Hearing the Music

back to list
in Rest

COVID-19

main image

In 1854 London was facing a cholera plague. People were dying everywhere. Folks were afraid to go home and afraid to go out. In their fear they cried out for help and took measures for safety. In the middle of this, a minister named Charles Spurgeon continued to go about faithfully ministering despite his own fear and weariness. One day Spurgeon was feeling physically fatigued and spiritually discouraged, in his words: "I felt that my burden was heavier than I could bear, and I was ready to sink under it.” Coming home from a funeral he happened upon a paper in a tradesmen’s window which his curiosity led him to read.  There he saw in good, bold handwriting these words: “Because thou hast made the Lord, which is my refuge, even the Most High, thy habitation; there shall no evil befall thee, neither shall any plague come nigh thy dwelling.”  (Psalm 91:9,10). In his words,"The effect upon my heart was immediate. Faith appropriated the passage as her own. I felt secure, refreshed, girt with immortality.”

While not to the level of cholera, COVID-19 or coronavirus, has certainly come to America and is changing lives. As Christians, we believe in the God that Spurgeon experienced through Psalm 91. We have absolute trust that He is in control, that He is good, and that we can trust Him with our lives, our retirement accounts, our education - everything! I know that believing this is not always easy, God knows that too. His invitation is to lean on Him, to recall the presence of the Spirit and to practice our faith., In some ways it is like we have all gone to faith's gym and we have the opportunity to lift our “faith” weights as we actively put our trust in Him.

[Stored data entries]
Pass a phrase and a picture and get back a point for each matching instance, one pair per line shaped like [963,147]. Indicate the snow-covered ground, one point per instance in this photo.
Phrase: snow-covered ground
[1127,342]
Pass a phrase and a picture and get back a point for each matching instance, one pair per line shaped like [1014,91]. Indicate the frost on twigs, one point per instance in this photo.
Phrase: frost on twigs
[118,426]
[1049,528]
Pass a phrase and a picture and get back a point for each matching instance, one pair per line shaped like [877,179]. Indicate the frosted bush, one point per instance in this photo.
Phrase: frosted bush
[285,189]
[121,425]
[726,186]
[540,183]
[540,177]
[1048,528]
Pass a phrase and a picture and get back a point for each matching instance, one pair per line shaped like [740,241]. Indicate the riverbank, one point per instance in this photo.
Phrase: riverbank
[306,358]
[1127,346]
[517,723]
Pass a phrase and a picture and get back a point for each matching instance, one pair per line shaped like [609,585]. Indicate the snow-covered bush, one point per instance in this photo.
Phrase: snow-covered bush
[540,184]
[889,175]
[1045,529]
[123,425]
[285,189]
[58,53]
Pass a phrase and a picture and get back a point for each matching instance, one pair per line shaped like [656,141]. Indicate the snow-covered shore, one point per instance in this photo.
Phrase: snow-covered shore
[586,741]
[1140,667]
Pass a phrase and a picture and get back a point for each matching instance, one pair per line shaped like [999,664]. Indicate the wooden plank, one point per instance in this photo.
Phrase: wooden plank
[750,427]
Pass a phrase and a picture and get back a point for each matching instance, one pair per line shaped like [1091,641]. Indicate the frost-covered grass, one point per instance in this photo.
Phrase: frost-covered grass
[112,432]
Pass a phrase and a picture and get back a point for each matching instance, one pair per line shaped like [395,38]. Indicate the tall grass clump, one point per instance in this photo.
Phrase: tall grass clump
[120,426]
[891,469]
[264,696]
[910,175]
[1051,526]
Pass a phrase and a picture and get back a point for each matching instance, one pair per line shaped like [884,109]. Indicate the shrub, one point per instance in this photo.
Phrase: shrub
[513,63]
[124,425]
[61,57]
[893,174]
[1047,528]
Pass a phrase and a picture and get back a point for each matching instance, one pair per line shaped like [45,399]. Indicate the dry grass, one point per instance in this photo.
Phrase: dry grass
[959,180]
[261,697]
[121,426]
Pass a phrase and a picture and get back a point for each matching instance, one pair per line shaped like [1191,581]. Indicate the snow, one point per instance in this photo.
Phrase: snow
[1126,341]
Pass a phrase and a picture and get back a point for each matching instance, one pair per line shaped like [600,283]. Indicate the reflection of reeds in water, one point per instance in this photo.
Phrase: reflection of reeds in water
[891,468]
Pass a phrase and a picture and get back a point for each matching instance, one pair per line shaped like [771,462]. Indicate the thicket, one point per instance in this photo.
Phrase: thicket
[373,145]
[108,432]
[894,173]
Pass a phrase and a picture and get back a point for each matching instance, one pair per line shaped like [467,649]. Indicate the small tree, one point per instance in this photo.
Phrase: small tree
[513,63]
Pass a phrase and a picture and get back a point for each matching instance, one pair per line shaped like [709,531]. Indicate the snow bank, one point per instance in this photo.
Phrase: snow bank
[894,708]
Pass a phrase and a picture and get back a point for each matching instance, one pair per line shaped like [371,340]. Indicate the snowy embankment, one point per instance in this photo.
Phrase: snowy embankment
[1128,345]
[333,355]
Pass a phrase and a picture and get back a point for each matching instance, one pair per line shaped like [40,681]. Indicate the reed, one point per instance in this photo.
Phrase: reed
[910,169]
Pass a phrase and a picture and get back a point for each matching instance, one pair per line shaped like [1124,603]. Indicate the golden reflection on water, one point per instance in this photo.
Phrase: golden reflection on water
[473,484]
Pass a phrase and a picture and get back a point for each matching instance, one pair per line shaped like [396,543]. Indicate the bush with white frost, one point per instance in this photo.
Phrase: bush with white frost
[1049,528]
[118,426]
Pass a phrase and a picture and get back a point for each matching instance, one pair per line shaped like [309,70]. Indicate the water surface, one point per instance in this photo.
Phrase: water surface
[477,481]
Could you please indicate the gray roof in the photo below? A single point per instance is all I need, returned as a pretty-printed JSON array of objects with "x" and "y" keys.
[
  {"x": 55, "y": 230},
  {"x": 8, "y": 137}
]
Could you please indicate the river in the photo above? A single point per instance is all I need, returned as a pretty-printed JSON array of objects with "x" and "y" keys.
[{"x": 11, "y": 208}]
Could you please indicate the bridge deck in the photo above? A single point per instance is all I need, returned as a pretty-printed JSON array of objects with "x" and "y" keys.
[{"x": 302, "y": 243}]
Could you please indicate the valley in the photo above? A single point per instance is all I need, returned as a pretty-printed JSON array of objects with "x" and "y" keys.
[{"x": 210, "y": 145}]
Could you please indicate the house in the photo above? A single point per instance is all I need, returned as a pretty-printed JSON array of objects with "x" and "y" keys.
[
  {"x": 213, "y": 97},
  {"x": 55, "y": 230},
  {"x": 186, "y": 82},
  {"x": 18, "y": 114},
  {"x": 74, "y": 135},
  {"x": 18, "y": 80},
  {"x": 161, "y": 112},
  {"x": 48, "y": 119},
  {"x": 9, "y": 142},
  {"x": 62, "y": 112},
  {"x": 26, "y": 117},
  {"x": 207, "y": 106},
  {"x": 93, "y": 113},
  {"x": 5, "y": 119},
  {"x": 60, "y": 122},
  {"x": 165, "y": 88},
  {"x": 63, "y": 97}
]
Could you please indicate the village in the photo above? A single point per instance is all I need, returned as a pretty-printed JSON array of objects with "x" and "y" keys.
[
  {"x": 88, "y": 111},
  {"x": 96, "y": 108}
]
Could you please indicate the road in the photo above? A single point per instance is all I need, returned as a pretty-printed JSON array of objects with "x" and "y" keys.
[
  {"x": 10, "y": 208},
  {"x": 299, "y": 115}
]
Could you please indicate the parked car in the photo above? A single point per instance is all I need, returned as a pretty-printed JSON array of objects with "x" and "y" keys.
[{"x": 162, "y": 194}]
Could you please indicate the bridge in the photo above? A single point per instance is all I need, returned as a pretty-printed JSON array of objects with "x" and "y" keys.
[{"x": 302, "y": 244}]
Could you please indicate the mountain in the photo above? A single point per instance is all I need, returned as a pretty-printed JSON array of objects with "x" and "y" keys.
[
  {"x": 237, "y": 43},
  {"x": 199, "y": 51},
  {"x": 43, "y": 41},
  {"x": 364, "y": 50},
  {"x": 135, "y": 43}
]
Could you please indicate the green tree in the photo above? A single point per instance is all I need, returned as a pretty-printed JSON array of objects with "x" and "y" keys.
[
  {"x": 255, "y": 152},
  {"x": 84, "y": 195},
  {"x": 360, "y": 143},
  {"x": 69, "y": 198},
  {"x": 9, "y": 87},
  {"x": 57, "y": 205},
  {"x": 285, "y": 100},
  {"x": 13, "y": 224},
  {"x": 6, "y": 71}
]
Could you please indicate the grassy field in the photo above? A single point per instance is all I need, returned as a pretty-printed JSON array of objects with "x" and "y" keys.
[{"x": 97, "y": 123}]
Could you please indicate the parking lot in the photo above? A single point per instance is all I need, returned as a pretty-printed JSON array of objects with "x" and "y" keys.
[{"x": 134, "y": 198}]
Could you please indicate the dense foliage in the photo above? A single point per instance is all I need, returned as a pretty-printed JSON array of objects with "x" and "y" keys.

ASSIGNMENT 1:
In the Spurgeon passage, what year was London facing a cholera plague?
ASSIGNMENT 2:
List the words or phrases the Spurgeon passage quotes Spurgeon using to describe how he felt after the verse affected his heart.
ASSIGNMENT 3:
Pick up the Spurgeon passage after its final sentence and continue it.

OUTPUT 1:
1854

OUTPUT 2:
secure, refreshed, girt with immortality

OUTPUT 3:
Though social distancing may keep us from gathering as a body, let me remind you that there is no distance between our God and us as His people. He knows our frame, He remembers that we are dust. He watches over us so that not a hair falls from our heads without His knowing. Let us both individually and collectively remember to draw close to Him in these days; to draw our strength and our hope from Him, even when all else may seem grim. 

One final note, again from Spurgeon during the cholera epidemic. Times like these try the faith of the believer, but for the unbeliever they are terrifying. If this life is all that one has and it is threatened, that is frightening. Spurgeon recounts an encounter with a man who had often opposed him as a minister of the Gospel. Spurgeon’s words, "That man, in his lifetime, had been wont to jeer at me. In strong language, he had often denounced me as a hypocrite. Yet he was no sooner smitten by the darts of death than he sought my presence and counsel, no doubt feeling in his heart that I was a servant of God, though he did not care to own it with his lips.”  We may be jars of clay, but we have a treasure. May God give us opportunities to share it.